■ Given problem ■
Could every line of the data be printed exactly as it reads?

■ Material provided ■
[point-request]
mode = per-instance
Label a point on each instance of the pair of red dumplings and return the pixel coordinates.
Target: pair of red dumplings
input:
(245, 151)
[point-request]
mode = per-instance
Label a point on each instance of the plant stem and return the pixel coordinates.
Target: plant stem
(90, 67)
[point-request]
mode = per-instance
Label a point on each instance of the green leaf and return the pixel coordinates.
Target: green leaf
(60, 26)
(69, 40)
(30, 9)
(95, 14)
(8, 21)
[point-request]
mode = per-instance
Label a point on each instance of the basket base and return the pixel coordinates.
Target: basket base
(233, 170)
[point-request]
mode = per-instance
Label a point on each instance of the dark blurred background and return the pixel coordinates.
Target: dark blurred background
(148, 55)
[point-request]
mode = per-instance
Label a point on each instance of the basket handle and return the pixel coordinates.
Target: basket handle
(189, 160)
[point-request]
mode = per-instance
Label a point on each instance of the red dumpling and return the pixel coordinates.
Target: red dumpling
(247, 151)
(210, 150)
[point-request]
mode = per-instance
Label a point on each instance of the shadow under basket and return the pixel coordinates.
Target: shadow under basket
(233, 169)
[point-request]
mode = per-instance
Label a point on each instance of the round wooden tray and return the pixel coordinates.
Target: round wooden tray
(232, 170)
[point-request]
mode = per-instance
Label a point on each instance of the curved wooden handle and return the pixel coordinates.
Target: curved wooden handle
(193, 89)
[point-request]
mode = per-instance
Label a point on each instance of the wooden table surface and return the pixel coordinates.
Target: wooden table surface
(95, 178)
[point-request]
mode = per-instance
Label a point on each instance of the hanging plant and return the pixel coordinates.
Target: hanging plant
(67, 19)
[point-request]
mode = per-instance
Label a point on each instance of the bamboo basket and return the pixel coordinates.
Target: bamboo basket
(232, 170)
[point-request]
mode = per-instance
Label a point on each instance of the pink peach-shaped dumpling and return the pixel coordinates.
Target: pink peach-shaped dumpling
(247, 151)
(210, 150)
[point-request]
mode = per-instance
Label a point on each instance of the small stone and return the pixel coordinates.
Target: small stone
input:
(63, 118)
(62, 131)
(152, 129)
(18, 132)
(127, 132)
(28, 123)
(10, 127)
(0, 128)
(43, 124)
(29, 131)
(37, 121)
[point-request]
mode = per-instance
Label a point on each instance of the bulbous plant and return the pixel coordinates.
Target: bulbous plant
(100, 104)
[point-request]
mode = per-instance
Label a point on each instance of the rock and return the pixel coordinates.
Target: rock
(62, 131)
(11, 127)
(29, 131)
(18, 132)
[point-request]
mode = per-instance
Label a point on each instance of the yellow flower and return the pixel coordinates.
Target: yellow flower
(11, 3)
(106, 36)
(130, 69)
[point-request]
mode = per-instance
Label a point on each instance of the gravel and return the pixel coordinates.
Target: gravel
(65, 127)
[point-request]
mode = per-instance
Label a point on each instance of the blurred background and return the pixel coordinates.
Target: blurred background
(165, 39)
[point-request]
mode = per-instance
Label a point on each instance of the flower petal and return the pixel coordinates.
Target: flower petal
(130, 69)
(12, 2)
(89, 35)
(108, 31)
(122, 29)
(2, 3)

■ Final result ■
[point-request]
mode = per-instance
Label a point on each instance of the pair of red dumplings and return the pixel coordinates.
Target: pair of red dumplings
input:
(245, 151)
[point-request]
mode = per-instance
Label a point on each instance of the plant stem and return the pixel coordinates.
Target: plant stem
(90, 67)
[point-request]
mode = per-instance
Label a point on each instance of the green leaf and return the pixel coordinates.
Target: green leaf
(60, 26)
(69, 40)
(30, 9)
(95, 14)
(8, 21)
[point-request]
mode = per-instance
Label a point on each instance of the basket base and return the pixel coordinates.
Target: basket base
(233, 170)
[point-request]
mode = per-instance
Label a point on each instance of the dark blurred background and return the pixel coordinates.
Target: dark blurred background
(148, 55)
[point-request]
mode = per-instance
Label a point on each instance of the basket handle and return the pixel coordinates.
Target: basket handle
(189, 160)
[point-request]
mode = per-instance
Label a point on each instance of the red dumpling and return the pixel coordinates.
Target: red dumpling
(247, 151)
(210, 150)
[point-request]
mode = per-instance
Label a point on each instance of the shadow under basket and return the pixel coordinates.
Target: shadow under basket
(233, 169)
[point-request]
mode = per-instance
Label a point on each instance of the round wooden tray and return the pixel coordinates.
Target: round wooden tray
(232, 170)
[point-request]
mode = per-instance
Label a point on each instance of the curved wooden handle and return the pixel coordinates.
Target: curved wooden handle
(193, 89)
[point-request]
mode = per-instance
Label a point on each instance of the wooden table surface and return the pixel coordinates.
Target: wooden table surface
(95, 178)
[point-request]
mode = per-instance
Label a point on each instance of the hanging plant and return the pixel coordinates.
Target: hanging plant
(67, 19)
[point-request]
mode = per-instance
Label a point on each instance of the bamboo basket and return the pixel coordinates.
Target: bamboo basket
(232, 170)
[point-request]
mode = per-instance
Label a point on each instance of the pink peach-shaped dumpling and return the pixel coordinates.
Target: pink peach-shaped dumpling
(247, 151)
(210, 150)
[point-request]
mode = per-instance
Label a point on each instance of the small stone and return the pixel coordinates.
Target: small stone
input:
(63, 118)
(62, 131)
(152, 129)
(18, 132)
(127, 132)
(28, 123)
(10, 127)
(0, 128)
(43, 124)
(29, 131)
(37, 121)
[point-request]
mode = per-instance
Label a point on each instance of the bulbous plant and return the pixel coordinates.
Target: bulbous plant
(100, 104)
[point-request]
mode = per-instance
Label a point on each instance of the rock and return the pixel coordinates.
Target: rock
(62, 131)
(11, 127)
(29, 131)
(18, 132)
[point-request]
mode = per-instance
Label a point on each instance of the yellow flower and return the pixel coordinates.
Target: yellow flower
(11, 3)
(106, 36)
(130, 69)
[point-request]
mode = per-instance
Label a point on each instance of the gravel and return the pixel coordinates.
Target: gravel
(65, 127)
[point-request]
mode = per-instance
Label a point on each instance of the blurred background and return the pixel coordinates.
Target: blurred background
(165, 39)
[point-request]
mode = per-instance
Label a point on each instance of the flower petal and return the pixel coordinates.
Target: flower petal
(130, 69)
(12, 2)
(89, 35)
(108, 31)
(122, 29)
(2, 3)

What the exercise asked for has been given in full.